### Task item
Within the records below, repeat each line exactly but keep every picture out of the copy.
--- --- ---
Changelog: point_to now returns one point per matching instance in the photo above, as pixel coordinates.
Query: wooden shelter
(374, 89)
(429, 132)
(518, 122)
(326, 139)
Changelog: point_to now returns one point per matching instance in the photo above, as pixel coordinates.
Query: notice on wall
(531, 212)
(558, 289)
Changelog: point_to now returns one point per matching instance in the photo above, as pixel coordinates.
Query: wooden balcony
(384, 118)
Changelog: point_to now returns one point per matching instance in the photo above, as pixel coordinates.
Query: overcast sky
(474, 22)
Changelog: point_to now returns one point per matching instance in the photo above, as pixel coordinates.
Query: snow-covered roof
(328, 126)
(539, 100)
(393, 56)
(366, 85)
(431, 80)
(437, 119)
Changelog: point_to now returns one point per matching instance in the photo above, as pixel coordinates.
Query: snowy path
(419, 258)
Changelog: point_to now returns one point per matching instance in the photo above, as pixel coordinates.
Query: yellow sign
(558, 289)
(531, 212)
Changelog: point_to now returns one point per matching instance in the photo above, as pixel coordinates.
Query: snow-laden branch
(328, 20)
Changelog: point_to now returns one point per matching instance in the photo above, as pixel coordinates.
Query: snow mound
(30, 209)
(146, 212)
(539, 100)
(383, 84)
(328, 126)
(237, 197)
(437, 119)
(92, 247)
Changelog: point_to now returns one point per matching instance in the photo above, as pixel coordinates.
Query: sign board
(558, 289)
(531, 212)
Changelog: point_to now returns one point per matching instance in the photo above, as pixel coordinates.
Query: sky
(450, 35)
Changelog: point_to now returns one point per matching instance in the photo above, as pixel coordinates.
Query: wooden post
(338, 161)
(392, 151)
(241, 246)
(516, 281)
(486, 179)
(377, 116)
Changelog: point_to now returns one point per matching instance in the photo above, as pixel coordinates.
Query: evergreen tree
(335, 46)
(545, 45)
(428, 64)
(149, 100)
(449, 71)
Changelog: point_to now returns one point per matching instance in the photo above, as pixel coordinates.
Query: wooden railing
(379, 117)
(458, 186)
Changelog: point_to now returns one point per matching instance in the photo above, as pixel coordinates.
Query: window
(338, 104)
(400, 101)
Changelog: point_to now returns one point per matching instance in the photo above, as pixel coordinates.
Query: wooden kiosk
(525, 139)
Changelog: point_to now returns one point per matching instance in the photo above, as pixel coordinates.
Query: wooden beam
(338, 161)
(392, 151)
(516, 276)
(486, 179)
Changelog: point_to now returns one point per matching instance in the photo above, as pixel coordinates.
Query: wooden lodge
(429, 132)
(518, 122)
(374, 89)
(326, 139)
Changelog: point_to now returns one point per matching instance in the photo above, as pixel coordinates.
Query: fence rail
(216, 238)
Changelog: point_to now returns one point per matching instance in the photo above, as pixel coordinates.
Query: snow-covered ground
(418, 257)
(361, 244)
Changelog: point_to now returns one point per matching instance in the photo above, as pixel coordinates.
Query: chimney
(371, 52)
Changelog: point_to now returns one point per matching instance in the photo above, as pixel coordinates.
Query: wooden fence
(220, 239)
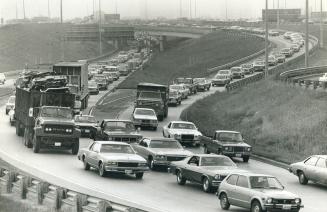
--- --- ---
### Answer area
Changelog: point_to now returns one point per matching instance in the photo above, as pixel coordinates.
Query: wooden shelter
(374, 89)
(429, 132)
(518, 122)
(326, 139)
Changelog: point_to now returns one point per matching instance in the photo above, as pixel coordinates.
Query: notice on wall
(531, 212)
(558, 289)
Changelog: point_to now returns one point per matching instance in the photo above, as pixel coordinates.
Query: wooden balcony
(384, 118)
Changelog: point_to now returns one point per matching instance in the photo above, as pixel coordinates.
Query: overcast sky
(474, 22)
Changelog: point_to now returns one point per matching instance in the photo above, as pixel coordinates.
Query: snow-covered roof
(328, 126)
(539, 100)
(393, 56)
(366, 85)
(431, 80)
(437, 119)
Changelog: point_to now returns one point per matching instance in the photo above, as pixel coordinates.
Query: snowy path
(419, 258)
Changelog: point_to now returns one point per matching instance in the photo above, as pixel coordinates.
Query: yellow sign
(558, 289)
(531, 212)
Changelog: point_to now returns one point per matching instance in the photo above, as pixel coordinates.
Query: snow-laden branch
(328, 20)
Changelog: point_to now returns one point per matching instance in the photo above, as pixel coordinates.
Query: snow mound
(30, 209)
(146, 212)
(539, 100)
(383, 84)
(328, 126)
(237, 197)
(437, 119)
(92, 247)
Changelog: point_to now returns one point per matching instance in the photo above, as pixel coordinates.
Query: sign board
(558, 289)
(531, 212)
Changelog: point_to now returns one point per matching instance in the photo above, as pixel coordinates.
Query: sky
(450, 35)
Changelog: point_to now returns one point per matching instance in the photo above, as pixel coordinates.
Query: wooden post
(338, 161)
(392, 151)
(241, 246)
(516, 281)
(486, 179)
(377, 116)
Changelog: point_to now returns one point per matching instance in the photo above, as pixel coordinates.
Query: evergreen tree
(335, 46)
(545, 45)
(428, 64)
(149, 100)
(449, 71)
Changelog: point_to now returns one point per matching instance in the photo above, as pixel coordinates.
Query: wooden railing
(379, 117)
(458, 186)
Changelog: point_to now returns one point per matching instance in the photo above, as pixel coordinates.
Query: window
(338, 104)
(400, 101)
Changelog: point_to now returns one point per matching instance in the photo above, as pixel coordinates.
Query: wooden kiosk
(525, 139)
Changelog: point_to now returns one point per matching instance in the photo above, as pixel coordinates.
Query: wooden beam
(338, 161)
(392, 151)
(516, 276)
(486, 179)
Changelog: point_to now returns one point per matching instance in the photo above, as pixel coordinates.
Query: wooden lodge
(429, 132)
(518, 122)
(374, 89)
(326, 139)
Changelog: point_to now returns one point per matching instance in the photo above, as pixel coordinates.
Query: fence rail
(216, 238)
Changelog: point_to now returns one point per matching instance in the photo above, as pixel coordinates.
Query: snow-covered ground
(418, 257)
(361, 244)
Changelog: point_to now returns one point per matching instance in the photo above, as pixel coordinates.
Query: chimney
(371, 52)
Changelog: point_to now returns one point per matching instance in the photo above, as pixel coordinates.
Query: wooden fence
(220, 239)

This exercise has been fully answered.